■ **GIVEN TASK**:
Which lines in the listing below contain the string "objects"? Pull out each of those lines in full.

■ **INPUT DATA**:
══════════

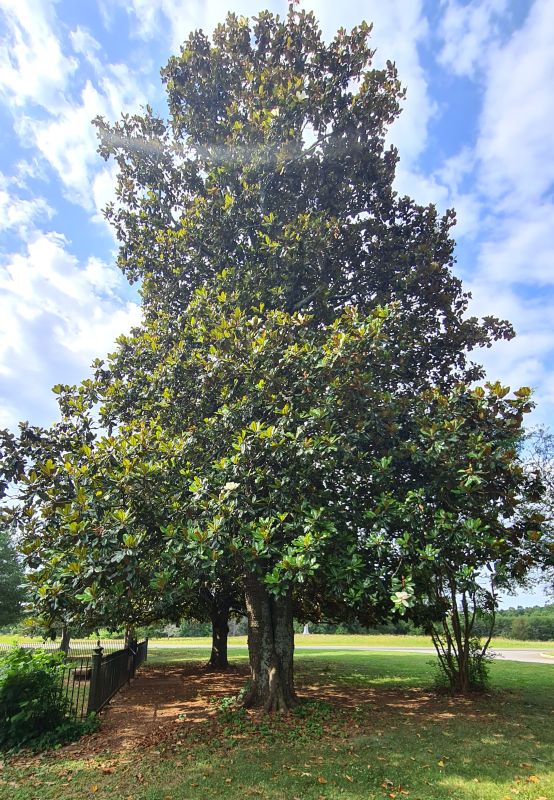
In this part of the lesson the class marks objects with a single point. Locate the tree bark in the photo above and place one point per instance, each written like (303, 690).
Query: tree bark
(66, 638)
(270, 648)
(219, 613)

══════════

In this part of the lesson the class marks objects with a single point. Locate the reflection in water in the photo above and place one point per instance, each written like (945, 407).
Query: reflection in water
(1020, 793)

══════════

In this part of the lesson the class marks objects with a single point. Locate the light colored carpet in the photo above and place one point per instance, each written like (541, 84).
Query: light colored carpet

══════════

■ **SOLUTION FOR THIS TASK**:
In this part of the lesson the class marks objects with a single point. Locate the tree bark in the photo above and place one point per instance, each written like (303, 690).
In this part of the lesson the class marks objects with a single point. Locate the reflection in water in the photo above and place one point per instance, each written like (945, 407).
In this part of the lesson the class marks objects with a single point. Locate the light colored carpet in the photo above and place one point per instance, each written like (541, 84).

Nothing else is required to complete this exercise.